**Source document**:
▼

This article was taken from our archives. It originally appeared in the February 1948 issue of The Bermudian. It appears here exactly as it did in print originally.
If you’d like to produce a faster and funnier movie film comedy than the celebrated Marx brothers’ “A Day at the Races,” all you need do is take your camera out to Shelly Bay sometime when the Bermuda Jockey Club is staging a program of trotting and running races. If the sun is shining, you won’t require and special lights. And you won’t have to hire actors; the spectators in the “stands” and particularly the horses and their riders or drivers, will provide you with all the laughs you can possibly cover.
If you’re not too familiar with Bermuda’s winding roads your first problem will be finding Shelly Bay at all. No directional signs are posted anywhere. Even when you reach the site of the festivities, there is nothing to tell that “this is it” until you spy a crowd of people apparently seated on a bare hillside and peering intently down into the crater of an extinct volcano.
Accustomed to Stateside conditions, where alert householders near horse parks, football stadia, and other places of sporting entertainment beckon you to stable your car on their lawn, we looked for similar invitations. But, perhaps because it was the first day (Saturday, DeceAmber 26th, 1959) of Shelly Bay’s reopening, or perhaps because it was Boxing Day and the middle of a three-day Christmas holiday, the track’s neighbors were singularly oblivious to the opportunity of picking up a few year-end pounds.
Our second time around we observed a few cars slithering off the crowded roadway into a muddy declivity surrounded by rocky hills. We joined this skid-parade, and eventually came to rest on a steep slope where seemed likely that we might be able to leave our chariot in comparative safety, provided it did not decide to roll over on its side. We locked the car and clamored up the hill to the track.
Here, at a ticket booth toward which the Hon. B.C.C. Outerbridge, president of the Jockey Club, was training an appraising eye, we parted with ten bob (each) plus two shillings for an official program optimistically announcing “The King of Sports—The Sport of Kings” and bearing a cover portrait of an imposing Man o’ War, or thereabouts.
Writing in these pages back in January 1952, Mr. Cleon Throckmorton described the Shelly Bay track with amazed amusement. “Last year,” he said, “the entire array of horses would disappear behind a large hill covered with trees and bushes. The crowd would stop cheering while the jockeys behind the bump would, as far as any spectator could tell to the contrary, talk it over and decide among themselves which horse would be the winner. After a few moments, they would appear from behind the bushes and the crowd would start rooting again. This fascinating obstruction has since been removed and replaced by a fine a mangrove swamp.”
Mr. Throckmorton, incidentally, managed to get down a ten-shilling bet on Mouse Catcher (Jockey Pete Mello) which came in handsomely and paid off £1.3s. We had no such luck. The officers of the Bermuda Jockey Club, Ltd., well aware that gambling is evil, have thoughtfully arranged the betting windows at Shelly Bay in such a manner that it is virtually impossible to reach them. This is true not only of the apertures at which you purchase you tote tickets, but also at those which pay off. One gentleman who had somehow managed to push his way through the crowds and obtain a ticket which proved a winner, tore it up when the result was announced. “You won’t get me back in that mob for any amount of money,” he announced.

▲

**Dataset extract**:
▼

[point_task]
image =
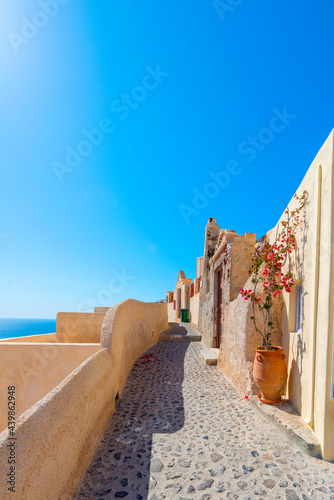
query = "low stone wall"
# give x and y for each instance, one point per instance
(58, 436)
(75, 328)
(194, 309)
(35, 369)
(45, 337)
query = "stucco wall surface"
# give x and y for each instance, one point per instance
(46, 337)
(240, 339)
(172, 316)
(36, 369)
(310, 350)
(58, 436)
(194, 309)
(75, 328)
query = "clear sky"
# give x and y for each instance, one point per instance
(125, 125)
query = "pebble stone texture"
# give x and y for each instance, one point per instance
(184, 433)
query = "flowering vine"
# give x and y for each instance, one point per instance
(269, 260)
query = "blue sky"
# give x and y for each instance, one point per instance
(125, 126)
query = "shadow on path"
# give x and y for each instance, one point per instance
(151, 403)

▲

**Job A**: According to the Shelly Bay racing article, who was president of the Jockey Club?
**Job B**: Copy out word for word the part of the Shelly Bay racing article that opens with the words containing "Accustomed to Stateside" and closes with "few year-end pounds.".
**Job C**: Say whether each statement agrees with the Shelly Bay racing article, answering yes or no and quoting the words that decide it: (i) Directional signs to Shelly Bay are posted along the roads. (ii) Mr. Throckmorton's bet on Mouse Catcher won. (iii) One gentleman tore up his winning ticket.

**Result A**: The Hon. B.C.C. Outerbridge

**Result B**:
Accustomed to Stateside conditions, where alert householders near horse parks, football stadia, and other places of sporting entertainment beckon you to stable your car on their lawn, we looked for similar invitations. But, perhaps because it was the first day (Saturday, DeceAmber 26th, 1959) of Shelly Bay’s reopening, or perhaps because it was Boxing Day and the middle of a three-day Christmas holiday, the track’s neighbors were singularly oblivious to the opportunity of picking up a few year-end pounds.

**Result C**:
(i) No: "No directional signs are posted anywhere."
(ii) Yes: "which came in handsomely and paid off £1.3s."
(iii) Yes: "tore it up when the result was announced."